OSWorld is a comprehensive benchmark for evaluating multimodal agents on open-ended computer tasks across Ubuntu, Windows, and macOS.[14] The benchmark consists of 369 tasks involving:

  • Real web and desktop applications
  • OS file I/O operations
  • Multi-application workflows
  • Cross-platform compatibility testing[15]

WebArena

WebArena evaluates web browsing agents using self-hosted open-source websites that simulate real-world scenarios in e-commerce, content management systems, and social platforms.[2] It tests abilities including form filling, multi-step navigation, information extraction, and transaction completion.

WebVoyager

WebVoyager tests model performance on live websites including Amazon, GitHub, and Google Maps, evaluating real-world web interaction capabilities.[2]

Browserbase collaboration with Google DeepMind reported Gemini 2.5 Computer Use leading in accuracy, speed, and cost under matched constraints, with public evaluation traces across thousands of human-verified runs.[16]

Supported Actions

Computer-use models typically support a standardized set of UI actions. Developers must implement the execution logic for these actions on their client-side application:[9]

Common UI Actions Supported by Computer-Use Models
Action Description Parameters
open_web_browser Opens the web browser None
click_at Click at specific coordinates x, y coordinates
type_text_at Type text at location x, y, text, clear_before_typing, press_enter
scroll_document Scroll entire page direction (up/down/left/right)
scroll_at Scroll specific element/region x, y, direction, magnitude
drag_and_drop Drag element to new location start x,y, destination x,y
key_combination Press keyboard shortcuts keys (for example "Control+C")

◆ Recorded data:
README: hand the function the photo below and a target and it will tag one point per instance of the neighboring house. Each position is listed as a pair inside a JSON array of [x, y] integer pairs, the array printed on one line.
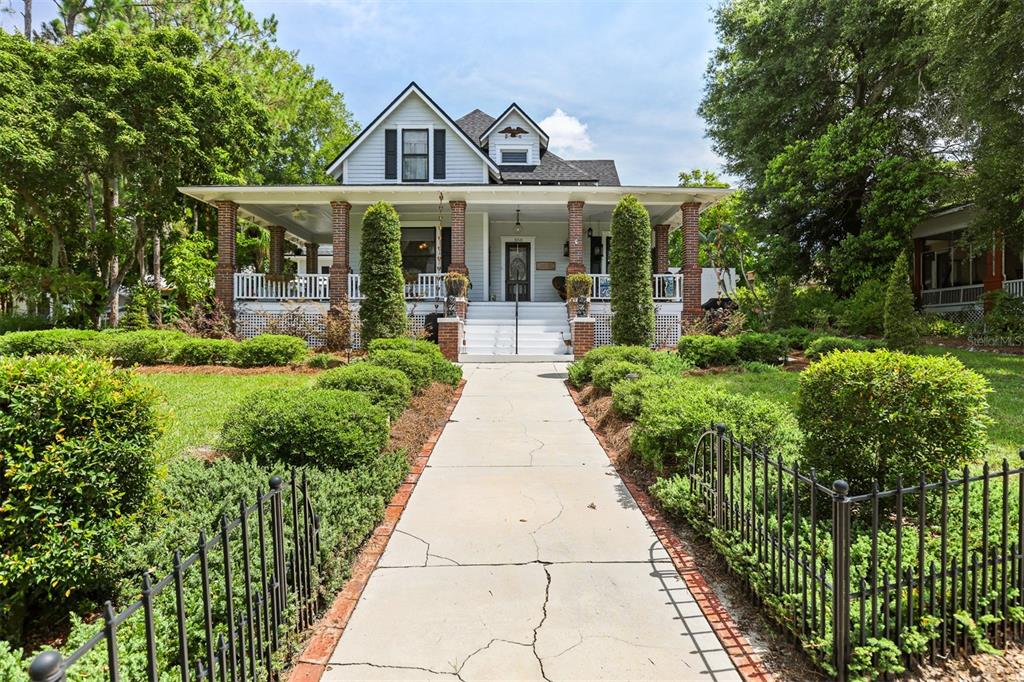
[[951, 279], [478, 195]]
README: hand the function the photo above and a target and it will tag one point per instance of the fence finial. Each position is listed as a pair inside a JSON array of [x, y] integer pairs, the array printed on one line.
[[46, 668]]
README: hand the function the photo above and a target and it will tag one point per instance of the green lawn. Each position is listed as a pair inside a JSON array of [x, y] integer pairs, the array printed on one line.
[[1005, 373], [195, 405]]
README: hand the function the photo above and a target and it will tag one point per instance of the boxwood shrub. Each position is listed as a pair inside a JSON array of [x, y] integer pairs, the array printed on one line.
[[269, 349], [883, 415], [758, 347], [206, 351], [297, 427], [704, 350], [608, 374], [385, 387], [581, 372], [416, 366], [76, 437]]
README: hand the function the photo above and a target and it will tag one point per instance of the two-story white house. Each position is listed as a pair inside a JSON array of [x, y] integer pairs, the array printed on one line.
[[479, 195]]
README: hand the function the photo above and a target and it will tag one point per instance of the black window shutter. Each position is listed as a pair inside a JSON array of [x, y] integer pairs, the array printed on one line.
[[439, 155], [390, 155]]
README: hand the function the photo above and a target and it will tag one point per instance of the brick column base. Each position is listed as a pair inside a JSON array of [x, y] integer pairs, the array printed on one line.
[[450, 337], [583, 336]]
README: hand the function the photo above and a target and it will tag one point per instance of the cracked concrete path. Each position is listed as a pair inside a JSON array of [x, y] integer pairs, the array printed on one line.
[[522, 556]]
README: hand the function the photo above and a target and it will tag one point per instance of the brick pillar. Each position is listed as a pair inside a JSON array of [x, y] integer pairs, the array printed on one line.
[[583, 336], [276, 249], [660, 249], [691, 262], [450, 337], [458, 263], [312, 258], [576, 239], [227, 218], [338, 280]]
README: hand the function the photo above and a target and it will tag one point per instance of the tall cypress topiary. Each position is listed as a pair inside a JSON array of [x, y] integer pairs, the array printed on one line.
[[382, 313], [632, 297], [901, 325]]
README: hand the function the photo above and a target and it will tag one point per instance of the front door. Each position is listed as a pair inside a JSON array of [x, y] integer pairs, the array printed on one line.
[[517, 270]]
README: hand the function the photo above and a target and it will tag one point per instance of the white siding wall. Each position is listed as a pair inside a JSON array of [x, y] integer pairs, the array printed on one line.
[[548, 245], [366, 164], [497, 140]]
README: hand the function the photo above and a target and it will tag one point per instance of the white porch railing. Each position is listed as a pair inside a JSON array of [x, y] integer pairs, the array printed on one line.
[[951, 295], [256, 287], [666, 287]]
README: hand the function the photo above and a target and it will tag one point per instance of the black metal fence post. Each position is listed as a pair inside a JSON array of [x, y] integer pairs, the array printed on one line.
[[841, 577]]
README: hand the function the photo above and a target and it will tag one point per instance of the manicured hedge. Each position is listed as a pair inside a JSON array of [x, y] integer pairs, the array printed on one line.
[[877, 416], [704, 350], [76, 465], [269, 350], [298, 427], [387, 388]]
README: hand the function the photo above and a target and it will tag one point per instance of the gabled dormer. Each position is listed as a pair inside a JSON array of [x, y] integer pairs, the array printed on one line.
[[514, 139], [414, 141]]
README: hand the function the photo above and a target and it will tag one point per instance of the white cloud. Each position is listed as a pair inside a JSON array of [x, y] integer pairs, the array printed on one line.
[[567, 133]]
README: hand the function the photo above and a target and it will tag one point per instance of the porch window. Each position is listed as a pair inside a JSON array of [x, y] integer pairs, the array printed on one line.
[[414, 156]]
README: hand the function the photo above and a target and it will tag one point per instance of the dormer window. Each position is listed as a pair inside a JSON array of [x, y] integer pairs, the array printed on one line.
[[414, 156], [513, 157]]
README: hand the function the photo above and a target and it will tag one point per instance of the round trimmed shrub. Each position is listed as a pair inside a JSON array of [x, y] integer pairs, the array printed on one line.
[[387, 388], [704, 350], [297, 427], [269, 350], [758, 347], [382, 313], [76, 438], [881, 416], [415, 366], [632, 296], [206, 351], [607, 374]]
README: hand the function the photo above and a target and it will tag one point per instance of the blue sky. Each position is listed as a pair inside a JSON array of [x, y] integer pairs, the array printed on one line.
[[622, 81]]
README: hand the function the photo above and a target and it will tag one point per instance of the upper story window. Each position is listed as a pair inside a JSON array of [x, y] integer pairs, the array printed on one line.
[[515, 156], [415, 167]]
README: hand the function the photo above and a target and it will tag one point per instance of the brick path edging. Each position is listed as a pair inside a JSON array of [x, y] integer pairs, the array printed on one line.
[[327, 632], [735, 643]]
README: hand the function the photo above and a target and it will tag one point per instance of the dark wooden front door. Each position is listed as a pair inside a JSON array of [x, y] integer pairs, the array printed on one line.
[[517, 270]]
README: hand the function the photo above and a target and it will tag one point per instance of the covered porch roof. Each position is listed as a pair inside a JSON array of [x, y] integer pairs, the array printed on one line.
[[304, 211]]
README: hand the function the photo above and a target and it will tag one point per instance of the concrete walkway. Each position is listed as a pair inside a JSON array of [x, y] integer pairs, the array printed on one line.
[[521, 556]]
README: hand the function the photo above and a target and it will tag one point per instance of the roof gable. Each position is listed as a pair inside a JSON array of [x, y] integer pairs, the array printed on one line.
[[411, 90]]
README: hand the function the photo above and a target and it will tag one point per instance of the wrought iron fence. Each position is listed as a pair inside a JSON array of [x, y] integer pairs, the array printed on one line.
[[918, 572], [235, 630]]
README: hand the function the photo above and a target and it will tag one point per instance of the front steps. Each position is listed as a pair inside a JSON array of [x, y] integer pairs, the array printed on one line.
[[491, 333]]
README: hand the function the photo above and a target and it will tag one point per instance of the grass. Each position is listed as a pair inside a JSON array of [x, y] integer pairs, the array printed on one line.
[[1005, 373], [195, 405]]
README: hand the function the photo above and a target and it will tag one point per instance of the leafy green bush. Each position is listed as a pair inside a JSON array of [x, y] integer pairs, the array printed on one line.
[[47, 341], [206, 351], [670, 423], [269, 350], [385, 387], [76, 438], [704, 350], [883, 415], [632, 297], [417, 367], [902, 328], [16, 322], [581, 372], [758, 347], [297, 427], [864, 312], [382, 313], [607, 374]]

==

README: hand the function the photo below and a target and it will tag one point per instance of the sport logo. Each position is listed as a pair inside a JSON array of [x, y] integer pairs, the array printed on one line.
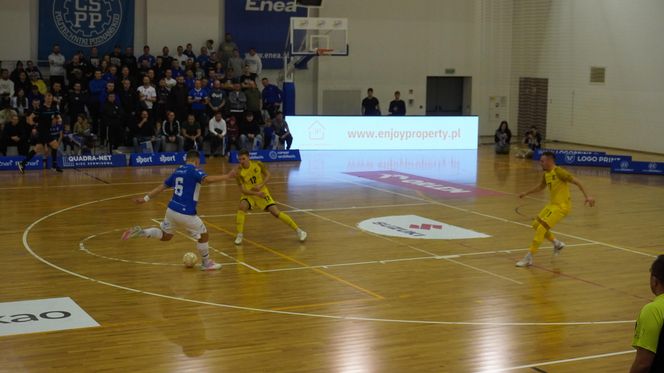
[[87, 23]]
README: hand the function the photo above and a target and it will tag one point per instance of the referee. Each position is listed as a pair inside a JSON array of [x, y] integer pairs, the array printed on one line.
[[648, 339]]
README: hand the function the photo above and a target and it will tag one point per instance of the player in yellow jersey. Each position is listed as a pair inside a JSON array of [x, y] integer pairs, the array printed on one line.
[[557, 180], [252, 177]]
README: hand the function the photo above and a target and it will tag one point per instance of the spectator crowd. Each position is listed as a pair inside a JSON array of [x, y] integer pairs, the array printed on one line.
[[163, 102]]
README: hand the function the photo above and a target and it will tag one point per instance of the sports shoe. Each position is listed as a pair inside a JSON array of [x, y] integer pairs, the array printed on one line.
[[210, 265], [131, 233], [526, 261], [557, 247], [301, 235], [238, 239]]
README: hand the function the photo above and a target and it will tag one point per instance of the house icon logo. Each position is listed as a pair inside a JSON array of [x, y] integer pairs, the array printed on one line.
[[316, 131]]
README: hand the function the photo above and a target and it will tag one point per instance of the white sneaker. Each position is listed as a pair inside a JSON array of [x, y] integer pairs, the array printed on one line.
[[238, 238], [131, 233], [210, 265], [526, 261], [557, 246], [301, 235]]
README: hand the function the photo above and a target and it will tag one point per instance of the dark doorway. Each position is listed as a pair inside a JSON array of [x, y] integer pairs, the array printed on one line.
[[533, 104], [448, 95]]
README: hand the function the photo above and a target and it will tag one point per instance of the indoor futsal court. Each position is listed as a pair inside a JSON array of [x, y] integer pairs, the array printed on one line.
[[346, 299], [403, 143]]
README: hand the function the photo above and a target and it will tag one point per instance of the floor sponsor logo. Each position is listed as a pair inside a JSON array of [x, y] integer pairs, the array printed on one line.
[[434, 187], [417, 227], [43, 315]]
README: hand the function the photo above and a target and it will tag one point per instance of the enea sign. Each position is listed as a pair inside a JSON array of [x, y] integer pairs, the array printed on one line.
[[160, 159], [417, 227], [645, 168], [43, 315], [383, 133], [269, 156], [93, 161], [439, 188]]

◆ Work task:
Can you carry on the passage about computer-use benchmarks and supported UI actions, picking up right after its last line?

◆ Result of the exercise:
hover_at Hover mouse at location x, y coordinates
navigate Go to URL url
wait_5_seconds Pause execution None
go_back/go_forward Navigate browser history None
search Go to default search engine None

Developers can also add custom user-defined functions (for example `open_app`, `long_press_at` for mobile) and exclude specific predefined functions to constrain behavior.[9]

Applications

Computer-use models have numerous practical applications across industries:[3][5]

Business Automation

  • Data entry and form processing across multiple websites
  • Cross-application workflow automation
  • Report generation from multiple sources
  • Customer service automation
  • Invoice and document processing

Software Development

  • UI testing and quality assurance (Google's payments team recovered 60% of failed tests)[3]
  • Automated debugging and cross-browser compatibility testing
  • Accessibility testing
  • Performance monitoring
  • Firebase Testing Agent and similar tools[3]

Research and Analysis

  • Web scraping and data collection (for example gathering product information, prices, and reviews)
  • Competitive intelligence gathering
  • Market research automation
  • Academic research assistance
  • Content aggregation

Personal Productivity

  • Email management and calendar scheduling
  • File organization
  • Online shopping assistance (for example finding "highly rated smart fridges with touchscreen")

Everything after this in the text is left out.